Nothing may be dropped or added when the entries below are copied.

--------------------

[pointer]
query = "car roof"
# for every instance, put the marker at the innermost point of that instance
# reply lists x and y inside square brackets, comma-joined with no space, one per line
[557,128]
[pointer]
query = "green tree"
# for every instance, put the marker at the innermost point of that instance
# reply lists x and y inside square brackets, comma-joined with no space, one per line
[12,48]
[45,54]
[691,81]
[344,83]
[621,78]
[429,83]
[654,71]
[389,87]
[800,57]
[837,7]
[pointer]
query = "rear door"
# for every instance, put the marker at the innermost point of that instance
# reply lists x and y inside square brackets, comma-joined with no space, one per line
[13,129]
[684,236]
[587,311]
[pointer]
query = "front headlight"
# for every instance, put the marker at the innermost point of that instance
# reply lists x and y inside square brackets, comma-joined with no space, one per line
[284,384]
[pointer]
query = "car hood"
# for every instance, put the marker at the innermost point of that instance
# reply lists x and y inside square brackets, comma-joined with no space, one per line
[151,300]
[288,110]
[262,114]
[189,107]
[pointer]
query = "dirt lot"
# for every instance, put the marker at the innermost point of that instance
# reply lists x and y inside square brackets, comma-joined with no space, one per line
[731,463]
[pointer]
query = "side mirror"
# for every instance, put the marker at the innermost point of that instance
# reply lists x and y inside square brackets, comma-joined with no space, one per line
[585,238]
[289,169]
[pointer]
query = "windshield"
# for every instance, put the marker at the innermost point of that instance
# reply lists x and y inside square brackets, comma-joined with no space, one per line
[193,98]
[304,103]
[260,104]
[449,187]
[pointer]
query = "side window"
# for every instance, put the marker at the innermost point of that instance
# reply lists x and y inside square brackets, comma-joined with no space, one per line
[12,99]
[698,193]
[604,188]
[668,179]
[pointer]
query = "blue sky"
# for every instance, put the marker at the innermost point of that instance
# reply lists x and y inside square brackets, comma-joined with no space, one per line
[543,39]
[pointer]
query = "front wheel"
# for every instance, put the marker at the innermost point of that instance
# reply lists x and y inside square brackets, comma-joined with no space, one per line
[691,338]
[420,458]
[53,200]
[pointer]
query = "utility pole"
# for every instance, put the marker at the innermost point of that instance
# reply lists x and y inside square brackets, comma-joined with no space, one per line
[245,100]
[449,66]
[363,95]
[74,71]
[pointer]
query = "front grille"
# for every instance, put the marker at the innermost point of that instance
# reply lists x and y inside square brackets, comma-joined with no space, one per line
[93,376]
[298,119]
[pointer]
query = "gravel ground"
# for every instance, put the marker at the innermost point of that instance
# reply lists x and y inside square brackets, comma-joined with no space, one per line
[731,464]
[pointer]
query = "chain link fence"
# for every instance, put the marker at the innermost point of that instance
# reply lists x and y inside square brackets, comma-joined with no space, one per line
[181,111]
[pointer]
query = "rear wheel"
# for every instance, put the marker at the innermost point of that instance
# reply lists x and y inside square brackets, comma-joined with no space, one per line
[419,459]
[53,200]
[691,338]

--------------------

• **The completed task**
[pointer]
query = "car roof"
# for every instance, put the marker at the innermost point of that instance
# reply lists x and y inside square brackets, comma-joined with no space, one per line
[557,128]
[pointer]
query = "green tree"
# for every instance, put the marker at the innermost point of that instance
# reply lists x and y inside square brackets, comma-joined with no space, one per line
[12,48]
[45,54]
[691,81]
[344,83]
[621,78]
[429,83]
[654,71]
[389,87]
[800,57]
[837,7]
[pointer]
query = "rear door"
# for every instance, put the marker at the innermost point of that instance
# reply lists x and y inside square brackets, comma-joined with no space, one per line
[13,129]
[684,236]
[587,311]
[pointer]
query = "front headlight"
# for every instance, put the marker at the innermost point of that instance
# reply lists x and y inside square brackets, comma-joined with no space, one per line
[284,384]
[pointer]
query = "car hood"
# for every instance, put the marker at the innermost point of that instance
# reply lists x and y inside square brackets, comma-joined with no space, one per line
[151,300]
[288,110]
[262,114]
[189,107]
[pointer]
query = "dirt lot"
# for every instance, put the marker at the innermost point of that instance
# reply lists x and y inside square brackets, comma-joined with no space, one per line
[731,463]
[pointer]
query = "side mirror"
# for every instance, put the marker at the innermost point of that instance
# reply lists x and y inside square brackets, comma-joined with no space, one per line
[585,238]
[289,169]
[pointer]
query = "windshield"
# for every instance, put the marker at the innermost point of that instance
# reply lists x and y inside square brackets, comma-joined with no space, one per line
[193,98]
[304,103]
[260,104]
[449,187]
[pointer]
query = "side window"
# for every instance, put the marker at the innermost point of that instance
# reply lists x and y inside square brackets, comma-joined with no space, one per line
[12,99]
[698,193]
[604,188]
[668,179]
[pointer]
query = "blue sky"
# for every instance, put the marker at the innermost point of that instance
# reply lists x and y inside square brackets, comma-joined with no space, one per line
[543,39]
[pointer]
query = "front wheel"
# for every instance, put the marker at the innermost point of that instance
# reply lists x and y inside square brackets, comma-joined with no space, one per line
[691,338]
[420,458]
[53,200]
[pointer]
query = "utility pole"
# for every instance, put the marker at the innermost point of that instance
# reply lists x and y inside square brackets, comma-joined with no space, one per line
[245,100]
[449,66]
[363,95]
[74,71]
[pointer]
query = "front grille"
# for every instance, put the marker at the innermost point of that instance
# reply lists x and y inside square brackets, comma-joined with no space, one per line
[93,376]
[298,119]
[pointer]
query = "gravel ground"
# for every instance, put the marker at the innermost point of that instance
# reply lists x and y inside square brackets, comma-joined with no space, one per line
[731,464]
[pointer]
query = "chain link fence"
# for every instance, put the marker at the innermost point of that instance
# reply lists x and y inside square brackets, comma-joined with no space, one per line
[181,111]
[pointer]
query = "rear wheel"
# for every instance, put the marker at the innermost point of that instance
# reply lists x and y inside square brackets, comma-joined with no space, one per line
[419,459]
[53,200]
[691,338]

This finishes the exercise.